-- Start of RECORD EXTRACTS --
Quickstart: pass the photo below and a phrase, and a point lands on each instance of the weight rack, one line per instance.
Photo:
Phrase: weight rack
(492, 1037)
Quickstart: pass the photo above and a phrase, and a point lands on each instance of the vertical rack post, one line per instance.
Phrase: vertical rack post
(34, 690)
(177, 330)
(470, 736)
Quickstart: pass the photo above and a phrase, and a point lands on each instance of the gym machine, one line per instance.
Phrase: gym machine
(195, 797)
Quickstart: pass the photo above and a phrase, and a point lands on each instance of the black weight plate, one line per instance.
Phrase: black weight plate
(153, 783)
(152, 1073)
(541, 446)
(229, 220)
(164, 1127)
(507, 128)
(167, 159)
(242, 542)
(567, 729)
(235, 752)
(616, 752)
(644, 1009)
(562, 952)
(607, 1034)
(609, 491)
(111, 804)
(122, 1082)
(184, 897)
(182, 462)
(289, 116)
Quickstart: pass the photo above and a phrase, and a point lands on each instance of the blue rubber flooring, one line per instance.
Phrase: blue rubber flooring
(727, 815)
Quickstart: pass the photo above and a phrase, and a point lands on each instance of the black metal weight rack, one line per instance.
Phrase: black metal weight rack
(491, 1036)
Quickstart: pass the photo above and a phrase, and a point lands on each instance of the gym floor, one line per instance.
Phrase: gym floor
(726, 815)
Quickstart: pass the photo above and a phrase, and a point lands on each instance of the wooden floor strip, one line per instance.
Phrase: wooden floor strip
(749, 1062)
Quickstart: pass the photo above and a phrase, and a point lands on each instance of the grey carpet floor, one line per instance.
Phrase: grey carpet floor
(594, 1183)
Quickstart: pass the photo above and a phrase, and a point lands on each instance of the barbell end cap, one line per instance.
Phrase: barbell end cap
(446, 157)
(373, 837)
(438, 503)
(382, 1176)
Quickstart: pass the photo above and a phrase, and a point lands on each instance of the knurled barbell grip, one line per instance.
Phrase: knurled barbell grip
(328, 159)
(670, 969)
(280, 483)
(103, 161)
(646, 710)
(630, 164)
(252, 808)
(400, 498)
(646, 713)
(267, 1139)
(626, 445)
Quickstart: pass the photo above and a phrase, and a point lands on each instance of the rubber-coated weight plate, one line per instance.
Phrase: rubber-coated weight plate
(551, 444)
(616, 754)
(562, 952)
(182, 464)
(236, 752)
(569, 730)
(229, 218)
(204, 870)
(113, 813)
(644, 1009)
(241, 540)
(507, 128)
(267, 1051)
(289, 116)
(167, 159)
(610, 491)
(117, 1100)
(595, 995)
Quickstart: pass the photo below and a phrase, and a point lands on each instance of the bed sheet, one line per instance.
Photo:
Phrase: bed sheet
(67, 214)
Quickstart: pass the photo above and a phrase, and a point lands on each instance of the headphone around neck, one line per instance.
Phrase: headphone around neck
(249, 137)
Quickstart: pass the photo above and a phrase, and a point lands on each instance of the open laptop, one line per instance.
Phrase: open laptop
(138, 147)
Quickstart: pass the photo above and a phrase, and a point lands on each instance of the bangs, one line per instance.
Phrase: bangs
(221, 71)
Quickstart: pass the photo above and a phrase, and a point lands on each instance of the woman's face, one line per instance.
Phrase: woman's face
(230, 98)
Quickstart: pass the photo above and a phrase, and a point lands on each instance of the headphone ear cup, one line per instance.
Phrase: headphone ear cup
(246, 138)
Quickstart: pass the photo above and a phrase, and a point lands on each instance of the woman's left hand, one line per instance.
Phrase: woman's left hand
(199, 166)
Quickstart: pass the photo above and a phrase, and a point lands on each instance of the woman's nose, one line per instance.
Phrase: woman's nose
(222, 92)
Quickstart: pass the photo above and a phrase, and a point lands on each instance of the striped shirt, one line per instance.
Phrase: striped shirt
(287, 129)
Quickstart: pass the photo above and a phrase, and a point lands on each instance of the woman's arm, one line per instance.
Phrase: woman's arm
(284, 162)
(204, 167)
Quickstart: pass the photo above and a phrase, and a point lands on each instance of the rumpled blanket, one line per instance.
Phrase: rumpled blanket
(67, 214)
-- End of RECORD EXTRACTS --
Please copy out every one of the lines above word for word.

Quickstart: pass the photo below and a phrase, and a point lands on each instance of the weight rack, one line per instance.
Photo:
Phrase: weight rack
(492, 1037)
Quickstart: pass the photo above and a phrase, and a point lands on each instance of the vertical rack post, one line per instance.
Phrase: vertical rack post
(34, 690)
(177, 330)
(470, 736)
Quickstart: pass the photo above and a phrase, and a point lands on each instance of the gym machine, one line per instance.
Phrase: gym machine
(195, 797)
Quickstart: pass the photo above and a phrase, and a point lands on each instance of the black weight plate, one line per instance.
Phrase: black weight plate
(153, 783)
(152, 1073)
(541, 446)
(229, 220)
(164, 1127)
(507, 128)
(167, 159)
(242, 542)
(567, 729)
(235, 752)
(616, 752)
(644, 1009)
(562, 952)
(607, 1034)
(609, 491)
(111, 804)
(122, 1082)
(184, 897)
(182, 462)
(289, 116)
Quickstart: pass the photo above and a phrase, and a point lands on each instance of the blue rubber flooring, one line per instance.
Phrase: blue rubber flooring
(727, 815)
Quickstart: pass the photo above and a phrase, and a point lands on each instance of the black metal weight rack, one line per instance.
Phrase: black metal weight rack
(491, 1036)
Quickstart: pass the photo above and a phrase, and a point lands on each instance of the gym floor, one line per instance.
Phrase: gym floor
(726, 815)
Quickstart: pass the photo above and a phrase, and a point lands on each instance of the wooden floor strip, one line per instance.
Phrase: wooden floor strip
(749, 1062)
Quickstart: pass the photo above and a phrase, and a point lands on each instance of the grey carpet floor, one line per instance.
Phrase: grey carpet floor
(594, 1183)
Quickstart: pass the photo above and a phrase, and a point lands on each instance of the barbell end cap, one line per instance.
Phrase: barbell end cap
(446, 157)
(373, 837)
(438, 503)
(382, 1176)
Quickstart: pass the photo above and a phrase, and a point lands on each instance of the knurled barbell grip, one line per instance.
Phrase: knurled barbell grip
(328, 159)
(670, 969)
(280, 483)
(103, 161)
(646, 710)
(630, 164)
(252, 808)
(400, 498)
(646, 713)
(267, 1139)
(626, 445)
Quickstart: pass the photo above and a phrase, and a point lands on each instance of the rubber-coated weight plate, one line per instance.
Phrase: rubber-coated weight plate
(551, 444)
(616, 754)
(562, 952)
(182, 464)
(236, 752)
(569, 730)
(229, 218)
(204, 870)
(113, 813)
(644, 1009)
(241, 540)
(507, 128)
(267, 1051)
(289, 116)
(167, 159)
(610, 491)
(117, 1100)
(595, 995)
Quickstart: pass the photo below and a phrase, and a point lands on each instance of the bed sheet, one line per instance.
Photo:
Phrase: bed sheet
(67, 214)
Quickstart: pass the photo above and a phrase, and a point lands on each instance of the headphone around neck, one line per instance.
Phrase: headphone around neck
(249, 137)
Quickstart: pass the photo above and a phrase, and a point lands on each instance of the open laptop, one line per instance.
Phrase: open laptop
(138, 147)
Quickstart: pass the photo above and a phrase, and a point lands on each instance of the bangs, one line per instance.
Phrase: bangs
(221, 71)
Quickstart: pass the photo above and a phrase, and a point lands on each instance of the woman's face, one line per instance.
Phrase: woman's face
(230, 98)
Quickstart: pass the photo above and a phrase, and a point lands on each instance of the headphone ear cup, one line per instance.
Phrase: headphone ear cup
(246, 138)
Quickstart: pass the photo above and a phrase, and a point lands on each instance of the woman's left hand, one line per instance.
Phrase: woman's left hand
(199, 166)
Quickstart: pass the photo above and a phrase, and a point lands on each instance of the woman's nose, one line per instance.
Phrase: woman's nose
(222, 92)
Quickstart: pass the photo above and a phrase, and a point lands on each instance of the striped shirt, one line per instance.
Phrase: striped shirt
(287, 129)
Quickstart: pass the photo above and a phrase, and a point lands on each instance of the woman's arm, one line per instance.
Phrase: woman's arm
(284, 162)
(204, 167)
Quickstart: pass the photo above and a phrase, and a point lands on each instance of the rumpled blanket, one line per instance.
Phrase: rumpled blanket
(67, 214)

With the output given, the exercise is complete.